» **Written task 1**:
Answer these about the stock simulation text:
(a) What significance level is used for the normality tests?
(b) Which two normality tests have been implemented?
(c) Between what two values does each value in a correlation matrix fall?
» **Written task 2**: Please translate this sentence from the stock simulation text into Spanish: "A more realistic problem is modelling a stock portfolio that consists of multiple counters."
» **Written task 3**: Reproduce the part of the stock simulation text starting with "However for now, let’s" and going on through "stocks are correlated.", renaming "counters" to "holdings".

** Start Text shown **

Therefore I’ve bolted on a number of statistical tests for normality that I will not go into detail in this article. Suffice to say, these tests generate a statistic and a p- value that can be tested against a chosen significance level to check the ‘normality’ (*) of the historical returns data. Specifically, I’ve implemented two tests , a Kolmogorov Smirnov Test and a Shapiro Wilk Test with a significance level of 5%. (Why 5% ? Here read this)
(* Strictly speaking , it’s not exactly ‘checking’ per se but I’d rather not get into the mechanics of how Hypothesis Testing works for now)
Unfortunately running the numbers of a few different shares (using about a anywhere from 6mths to a year’s worth of historical data) shows that the returns are not always “normal” as per the arbitrary example below for the stock of CRM (Salesforce) and NFLX (Netflix) over Jan 2019 to Jul 2020.
However for now, let’s just assume that the stocks we will use this method on will behave ‘nicely’.
Simulating Multiple Stocks In A Portfolio Using GBM
A more realistic problem is modelling a stock portfolio that consists of multiple counters.
Unfortunately you cannot just run separate GBM simulations for 2 different stocks and then combine them because although the movements in returns for each stock is random , the returns(*) across stocks are correlated.
(*As mentioned in the previous section — it’s the correlation of Returns that is estimated and NOT Prices. This article explains why)
<WARNING : SOME MATH INCOMING ! >
<Click Here If You Want To Skip Past The Theory>
Therefore to incorporate this correlation effect back into the GBM Model , we use a modified form of the earlier equation that now includes a new term ,Aij, the Cholesky factor of the Covariance Matrix between the stock returns
This Cholesky decomposition term is used on the returns covariance matrix and multiplied by the matrix of uncorrelated random variables to ‘induce’ correlation between them.
As an example, below is the Covariance Matrix for the same example earlier made up of 3 elements — the stock counters CRM and NFLX for the same period. Typically, covariance matrices are bit harder to interpret because they reflect the “absolute” joint variability so another way to visualize the relationship between the variables is to use a correlation matrix which is a “normalized” version of the covariance matrix where each value is between -1(completely negatively correlated) to 0 (no correlation) to +1 (perfectly positively correlated)
Unfortunately with this new term in the equation, in addition to the whether the returns are “normally distributed”, there is another check required on whether the covariance matrix is symmetric positive definite.
Especially for larger portfolios with dozens if different stocks this gets more complex because we have to worry about not just the correlation between 2 different stocks but also all the correlations between MULTIPLE stocks such that the relationships stay “consistent"

** End Text shown **
** Start Data rows **

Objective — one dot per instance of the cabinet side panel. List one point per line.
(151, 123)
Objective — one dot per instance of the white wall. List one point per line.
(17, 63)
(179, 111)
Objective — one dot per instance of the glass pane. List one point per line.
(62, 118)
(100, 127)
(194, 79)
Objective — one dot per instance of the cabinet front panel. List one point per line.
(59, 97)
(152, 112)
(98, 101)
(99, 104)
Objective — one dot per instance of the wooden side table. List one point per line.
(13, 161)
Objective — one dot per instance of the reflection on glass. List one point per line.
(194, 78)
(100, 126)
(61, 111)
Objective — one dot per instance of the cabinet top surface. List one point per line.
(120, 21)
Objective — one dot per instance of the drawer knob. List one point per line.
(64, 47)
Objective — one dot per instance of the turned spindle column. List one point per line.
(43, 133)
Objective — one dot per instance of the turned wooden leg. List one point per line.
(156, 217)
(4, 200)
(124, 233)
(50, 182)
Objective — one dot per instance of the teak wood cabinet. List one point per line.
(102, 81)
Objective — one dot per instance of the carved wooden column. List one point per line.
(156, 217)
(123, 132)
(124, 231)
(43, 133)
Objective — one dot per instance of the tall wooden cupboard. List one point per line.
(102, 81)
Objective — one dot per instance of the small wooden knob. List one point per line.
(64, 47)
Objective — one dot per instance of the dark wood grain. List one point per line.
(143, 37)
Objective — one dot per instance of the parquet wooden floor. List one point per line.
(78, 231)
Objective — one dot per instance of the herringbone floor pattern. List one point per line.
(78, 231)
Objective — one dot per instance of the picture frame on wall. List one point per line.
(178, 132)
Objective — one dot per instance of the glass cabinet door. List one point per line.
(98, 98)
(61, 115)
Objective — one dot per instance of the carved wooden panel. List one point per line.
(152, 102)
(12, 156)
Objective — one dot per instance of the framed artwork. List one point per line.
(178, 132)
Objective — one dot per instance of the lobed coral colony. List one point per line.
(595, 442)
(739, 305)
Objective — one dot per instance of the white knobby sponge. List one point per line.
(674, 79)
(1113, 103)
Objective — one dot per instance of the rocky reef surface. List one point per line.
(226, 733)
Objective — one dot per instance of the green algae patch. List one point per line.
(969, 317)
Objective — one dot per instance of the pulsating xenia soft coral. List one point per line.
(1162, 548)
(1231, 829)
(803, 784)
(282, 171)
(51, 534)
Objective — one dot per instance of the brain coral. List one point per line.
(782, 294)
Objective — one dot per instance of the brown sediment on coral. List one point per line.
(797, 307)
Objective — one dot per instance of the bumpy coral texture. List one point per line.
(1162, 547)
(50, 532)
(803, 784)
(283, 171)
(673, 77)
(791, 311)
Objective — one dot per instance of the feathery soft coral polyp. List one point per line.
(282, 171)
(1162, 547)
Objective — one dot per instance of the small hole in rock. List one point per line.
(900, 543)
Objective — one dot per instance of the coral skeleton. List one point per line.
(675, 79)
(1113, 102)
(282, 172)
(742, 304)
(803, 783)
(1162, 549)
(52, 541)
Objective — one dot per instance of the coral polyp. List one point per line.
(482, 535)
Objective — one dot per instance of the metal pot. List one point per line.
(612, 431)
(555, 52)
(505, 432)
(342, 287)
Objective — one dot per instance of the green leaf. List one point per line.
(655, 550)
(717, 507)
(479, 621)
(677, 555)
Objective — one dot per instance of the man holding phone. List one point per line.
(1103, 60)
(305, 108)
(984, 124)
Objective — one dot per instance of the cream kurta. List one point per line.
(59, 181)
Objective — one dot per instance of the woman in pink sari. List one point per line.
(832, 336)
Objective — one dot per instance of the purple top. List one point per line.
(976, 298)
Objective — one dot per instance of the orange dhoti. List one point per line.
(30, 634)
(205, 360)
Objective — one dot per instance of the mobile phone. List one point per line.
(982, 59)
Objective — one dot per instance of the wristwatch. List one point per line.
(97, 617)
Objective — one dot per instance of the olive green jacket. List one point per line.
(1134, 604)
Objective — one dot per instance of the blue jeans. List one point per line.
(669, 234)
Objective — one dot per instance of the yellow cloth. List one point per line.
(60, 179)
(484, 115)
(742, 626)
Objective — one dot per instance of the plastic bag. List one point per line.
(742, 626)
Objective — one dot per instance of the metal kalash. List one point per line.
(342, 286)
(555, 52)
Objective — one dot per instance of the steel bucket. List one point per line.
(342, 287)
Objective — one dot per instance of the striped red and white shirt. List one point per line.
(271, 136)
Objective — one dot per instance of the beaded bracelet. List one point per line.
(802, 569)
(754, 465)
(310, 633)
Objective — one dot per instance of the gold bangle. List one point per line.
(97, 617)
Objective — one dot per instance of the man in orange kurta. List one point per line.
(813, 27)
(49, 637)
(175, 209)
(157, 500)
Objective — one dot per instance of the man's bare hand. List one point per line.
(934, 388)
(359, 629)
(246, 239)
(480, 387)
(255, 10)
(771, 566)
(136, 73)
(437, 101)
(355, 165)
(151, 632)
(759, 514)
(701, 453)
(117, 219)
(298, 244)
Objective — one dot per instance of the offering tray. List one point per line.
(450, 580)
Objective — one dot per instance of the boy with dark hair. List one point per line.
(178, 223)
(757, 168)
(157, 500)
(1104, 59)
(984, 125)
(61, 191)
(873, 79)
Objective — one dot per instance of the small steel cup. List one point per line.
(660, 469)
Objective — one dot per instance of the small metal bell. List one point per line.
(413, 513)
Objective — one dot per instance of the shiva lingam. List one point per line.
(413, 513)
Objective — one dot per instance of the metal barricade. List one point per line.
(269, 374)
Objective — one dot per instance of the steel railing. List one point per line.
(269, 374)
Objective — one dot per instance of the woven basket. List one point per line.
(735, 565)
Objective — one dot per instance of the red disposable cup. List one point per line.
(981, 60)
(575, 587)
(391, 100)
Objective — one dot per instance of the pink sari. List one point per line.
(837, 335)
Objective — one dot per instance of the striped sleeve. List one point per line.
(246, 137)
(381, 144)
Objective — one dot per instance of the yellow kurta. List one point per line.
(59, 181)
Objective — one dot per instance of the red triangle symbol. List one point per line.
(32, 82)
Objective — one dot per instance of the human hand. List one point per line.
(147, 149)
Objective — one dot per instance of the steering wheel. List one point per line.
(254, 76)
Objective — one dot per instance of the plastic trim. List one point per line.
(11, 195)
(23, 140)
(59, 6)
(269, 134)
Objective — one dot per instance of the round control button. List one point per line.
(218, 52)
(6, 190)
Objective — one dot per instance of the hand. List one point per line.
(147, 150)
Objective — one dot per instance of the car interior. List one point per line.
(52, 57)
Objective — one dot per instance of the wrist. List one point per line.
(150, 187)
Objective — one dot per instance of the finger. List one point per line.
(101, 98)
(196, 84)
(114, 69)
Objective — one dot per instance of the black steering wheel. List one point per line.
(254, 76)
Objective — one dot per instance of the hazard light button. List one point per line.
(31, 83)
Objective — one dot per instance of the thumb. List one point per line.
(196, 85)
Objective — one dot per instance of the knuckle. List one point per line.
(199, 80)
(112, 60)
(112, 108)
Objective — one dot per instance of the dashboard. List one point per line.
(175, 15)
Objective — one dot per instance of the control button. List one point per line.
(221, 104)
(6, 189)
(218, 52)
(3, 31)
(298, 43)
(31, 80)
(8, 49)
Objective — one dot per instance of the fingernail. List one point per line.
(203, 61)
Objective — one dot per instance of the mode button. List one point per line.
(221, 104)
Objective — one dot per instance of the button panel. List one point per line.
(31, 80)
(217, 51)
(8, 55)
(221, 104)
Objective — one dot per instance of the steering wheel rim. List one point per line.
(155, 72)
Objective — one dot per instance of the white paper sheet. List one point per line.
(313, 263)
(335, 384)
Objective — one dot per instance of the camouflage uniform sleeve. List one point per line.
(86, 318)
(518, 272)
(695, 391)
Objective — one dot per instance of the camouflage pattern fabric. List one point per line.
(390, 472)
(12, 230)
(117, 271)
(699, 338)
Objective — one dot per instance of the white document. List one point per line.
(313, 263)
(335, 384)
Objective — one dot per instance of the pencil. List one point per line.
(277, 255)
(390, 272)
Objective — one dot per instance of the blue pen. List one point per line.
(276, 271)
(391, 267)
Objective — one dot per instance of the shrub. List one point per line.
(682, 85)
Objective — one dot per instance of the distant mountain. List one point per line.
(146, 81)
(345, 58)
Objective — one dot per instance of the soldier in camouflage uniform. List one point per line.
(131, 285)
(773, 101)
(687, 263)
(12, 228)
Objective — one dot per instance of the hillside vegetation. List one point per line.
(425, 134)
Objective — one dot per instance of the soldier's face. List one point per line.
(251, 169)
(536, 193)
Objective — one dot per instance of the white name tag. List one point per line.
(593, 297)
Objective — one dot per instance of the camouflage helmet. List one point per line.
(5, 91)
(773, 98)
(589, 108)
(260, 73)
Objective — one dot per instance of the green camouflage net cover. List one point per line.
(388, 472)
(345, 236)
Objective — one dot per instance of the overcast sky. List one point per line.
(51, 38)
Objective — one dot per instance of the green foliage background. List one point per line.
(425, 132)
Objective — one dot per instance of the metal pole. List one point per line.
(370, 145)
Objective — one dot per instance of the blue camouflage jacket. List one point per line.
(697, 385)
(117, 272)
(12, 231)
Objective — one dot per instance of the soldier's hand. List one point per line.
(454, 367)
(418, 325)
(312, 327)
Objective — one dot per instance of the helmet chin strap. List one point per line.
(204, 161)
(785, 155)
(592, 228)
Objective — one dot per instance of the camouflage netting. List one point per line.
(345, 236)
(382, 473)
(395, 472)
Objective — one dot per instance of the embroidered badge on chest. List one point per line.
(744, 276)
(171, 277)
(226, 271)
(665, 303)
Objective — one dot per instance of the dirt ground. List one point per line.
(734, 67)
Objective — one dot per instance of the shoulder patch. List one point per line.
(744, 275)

** End Data rows **

» **Right answer 1**:
(a) 5%
(b) A Kolmogorov Smirnov Test and a Shapiro Wilk Test
(c) Between -1 and +1

» **Right answer 2**: Un problema más realista es modelar una cartera de acciones compuesta por múltiples valores.

» **Right answer 3**:
However for now, let’s just assume that the stocks we will use this method on will behave ‘nicely’.
Simulating Multiple Stocks In A Portfolio Using GBM
A more realistic problem is modelling a stock portfolio that consists of multiple holdings.
Unfortunately you cannot just run separate GBM simulations for 2 different stocks and then combine them because although the movements in returns for each stock is random , the returns(*) across stocks are correlated.